And the test results came back.
Allergic to trees.
Allergic to most Nevada brush and shrubs.
Allergic to: Cats, Horses, Dogs, Feathers etc.
Pretty much to sum it up. Neti-pot
Can't mow the lawn, if he does he has to wear a face mask and take a shower immediately after.
Use A/C from May-October and avoid going out side.

So we now go back weekly for allergy shots (so he can build immunity) for about 6 weeks then every three weeks for 6 months.
Excited and hopeful that these allergy shots will work. :)

Sunday, November 6, 2011

Notes for myself

Today was not a good day.
Phil woke up in pain, which is normal.
He wanted to get out of bed, get up and go do stuff. Unfortunately it was snowing so it put a damper on his plans for the day.
We went to the store, on the way to the store he began to feel awful.
By the time we got home, it was horrible.
All of the sudden he felt sick and and ran to the bathroom.
He got sick a couple of times. He has been laying on the couch ever since.

He says his inside parts feel like they are on fire.
I asked him if he thought it was heartburn, he said, not it feels different than heartburn.

He said it felt like his kidneys hurt, and his stomach hurts.
Maybe if he has been swallowing blood it might upset his stomach?

He also hasn't gone to the bathroom for 3 days. :(

I don't understand. The pain medicine seems to make it worse.

Wednesday, November 2, 2011

Phil's surgery

Wow what a day!!!
Facial swelling in the beginning of October

The polyps before when they were swollen

Phil was nervous this morning when he woke up. I would be nervous too if I was going into surgery. Especially such a big surgery, near the brain. Scary!
I was fine, until we started waiting. And waiting, and waiting. I started to get more anxious. I have always tried to be strong, and supportive. I felt like I kind of crumbled a little bit today!

Phil was nervous. We sat together. Waiting. We got to the hospital around 7:30am. Phil was called back by 7:50am. He changed. A couple of nurses and such came in. But for most of the waiting we were alone. Phil's mom came around 9:30am. The nurses and CNA's came in at 10am to do paper work, start the IV and get the prep started.

[Saved dataset items]
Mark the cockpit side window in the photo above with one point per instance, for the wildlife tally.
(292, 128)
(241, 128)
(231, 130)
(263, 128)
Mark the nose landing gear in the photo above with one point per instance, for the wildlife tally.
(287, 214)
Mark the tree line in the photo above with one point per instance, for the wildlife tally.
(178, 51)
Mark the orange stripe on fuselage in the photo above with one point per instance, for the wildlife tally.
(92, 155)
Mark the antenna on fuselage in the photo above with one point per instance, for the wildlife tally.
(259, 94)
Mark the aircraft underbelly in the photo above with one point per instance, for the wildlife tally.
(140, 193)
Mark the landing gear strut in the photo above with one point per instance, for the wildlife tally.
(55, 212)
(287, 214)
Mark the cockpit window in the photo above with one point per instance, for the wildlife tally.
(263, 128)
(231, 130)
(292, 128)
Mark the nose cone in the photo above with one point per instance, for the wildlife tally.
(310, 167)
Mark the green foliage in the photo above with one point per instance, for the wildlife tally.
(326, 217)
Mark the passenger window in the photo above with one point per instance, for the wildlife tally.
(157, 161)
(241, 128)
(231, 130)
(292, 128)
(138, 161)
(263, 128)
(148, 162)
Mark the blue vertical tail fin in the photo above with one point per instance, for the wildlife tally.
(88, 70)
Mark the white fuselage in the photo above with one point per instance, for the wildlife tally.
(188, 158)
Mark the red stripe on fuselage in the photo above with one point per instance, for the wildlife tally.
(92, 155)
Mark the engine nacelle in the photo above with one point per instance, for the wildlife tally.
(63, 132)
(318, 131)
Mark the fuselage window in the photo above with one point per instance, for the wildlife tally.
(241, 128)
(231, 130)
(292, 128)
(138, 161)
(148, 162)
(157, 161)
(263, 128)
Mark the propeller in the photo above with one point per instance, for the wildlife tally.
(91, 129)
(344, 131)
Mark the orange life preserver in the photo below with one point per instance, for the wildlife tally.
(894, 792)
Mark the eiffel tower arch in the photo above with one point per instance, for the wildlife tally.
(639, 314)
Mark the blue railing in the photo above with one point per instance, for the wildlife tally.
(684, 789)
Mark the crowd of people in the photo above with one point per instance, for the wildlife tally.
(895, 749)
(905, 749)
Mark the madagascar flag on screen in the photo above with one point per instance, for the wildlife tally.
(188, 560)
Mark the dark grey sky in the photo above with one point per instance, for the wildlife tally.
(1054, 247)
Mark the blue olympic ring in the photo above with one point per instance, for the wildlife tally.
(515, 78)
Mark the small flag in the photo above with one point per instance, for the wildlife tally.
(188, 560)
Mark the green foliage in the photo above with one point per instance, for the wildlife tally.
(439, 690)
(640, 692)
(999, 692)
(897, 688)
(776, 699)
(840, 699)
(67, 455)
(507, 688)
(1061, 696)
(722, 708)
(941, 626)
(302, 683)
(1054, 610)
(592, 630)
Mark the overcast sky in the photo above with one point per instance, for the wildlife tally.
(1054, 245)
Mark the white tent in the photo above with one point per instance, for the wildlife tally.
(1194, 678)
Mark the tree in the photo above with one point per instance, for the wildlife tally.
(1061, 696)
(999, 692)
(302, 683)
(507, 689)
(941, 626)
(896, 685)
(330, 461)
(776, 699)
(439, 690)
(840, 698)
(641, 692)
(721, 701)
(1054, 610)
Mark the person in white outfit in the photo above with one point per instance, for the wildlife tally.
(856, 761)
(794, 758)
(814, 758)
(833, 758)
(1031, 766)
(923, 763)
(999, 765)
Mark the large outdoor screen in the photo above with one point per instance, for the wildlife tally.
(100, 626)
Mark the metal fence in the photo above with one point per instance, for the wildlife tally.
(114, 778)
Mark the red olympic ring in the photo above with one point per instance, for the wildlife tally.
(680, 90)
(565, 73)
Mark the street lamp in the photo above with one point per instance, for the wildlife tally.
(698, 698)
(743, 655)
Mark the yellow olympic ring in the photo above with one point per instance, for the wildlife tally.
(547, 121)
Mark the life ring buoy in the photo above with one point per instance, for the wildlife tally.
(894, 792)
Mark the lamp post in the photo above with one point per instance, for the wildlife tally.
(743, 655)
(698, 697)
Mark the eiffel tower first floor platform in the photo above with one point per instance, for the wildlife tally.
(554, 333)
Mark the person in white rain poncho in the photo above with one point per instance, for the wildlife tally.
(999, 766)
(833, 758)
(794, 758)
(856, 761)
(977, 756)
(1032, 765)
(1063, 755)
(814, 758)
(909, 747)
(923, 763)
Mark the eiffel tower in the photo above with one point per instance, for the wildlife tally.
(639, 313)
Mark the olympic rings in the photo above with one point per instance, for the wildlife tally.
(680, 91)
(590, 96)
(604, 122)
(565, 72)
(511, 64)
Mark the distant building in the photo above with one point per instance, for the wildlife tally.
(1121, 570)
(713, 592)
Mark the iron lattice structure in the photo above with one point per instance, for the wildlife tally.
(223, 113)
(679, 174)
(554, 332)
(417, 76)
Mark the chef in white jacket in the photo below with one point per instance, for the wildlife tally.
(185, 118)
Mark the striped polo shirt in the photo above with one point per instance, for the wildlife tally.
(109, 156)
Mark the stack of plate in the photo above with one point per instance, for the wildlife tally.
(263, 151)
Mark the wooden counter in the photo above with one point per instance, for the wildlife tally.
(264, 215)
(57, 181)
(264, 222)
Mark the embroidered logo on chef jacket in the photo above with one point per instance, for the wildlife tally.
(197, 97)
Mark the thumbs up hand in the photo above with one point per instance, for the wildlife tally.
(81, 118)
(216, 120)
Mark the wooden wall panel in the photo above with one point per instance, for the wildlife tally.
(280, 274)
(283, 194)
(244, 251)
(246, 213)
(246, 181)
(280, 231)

# [WHAT YOU NEED TO DO]
Continue the blog entries about Phil's allergies and surgery, starting right after their last sentence. The records have nothing to do with the text and stand apart from it.

# [OUTPUT OF THE EXERCISE]
By 10:30 Phil's mom and I were shoved out to the waiting area and Phil was wheeled off to surgery.
I was nervous. I had planned to go shopping or do something to take my mind off the waiting. I decided to stick around. Phil's mom and I walked a little bit and she left. I walked. And walked, and walked and walked. I must have put a couple of miles on my shoes today! The hospital is a pretty big place! It has a restaurant/cafeteria, a boutique, a full on Starbucks, and a shop for scrubs. The hospital even has its own post office! It was crazy! I walked around, looked in some of the shops. Went back and waited. Then went to the restaurant and ordered some food. Just as the food came out, the front desk called me to tell me Phil was out of surgery and that the doctor would be out soon to talk with me.

So I hurried, packed my lunch up and went back to wait.
I was a little nervous. They said he was out of surgery but they didn't say how he was doing or if he was awake or ok.
I sat there, but I had a good feeling so I tried not to worry too much.
This is one of the waiting areas


The doctor came out, he was really positive! He said Phil did REALLY well. The doctor was impressed with how well Phil was recovering from surgery and that the pain from the surgery would pale in comparison to what he has been going through for the past few months.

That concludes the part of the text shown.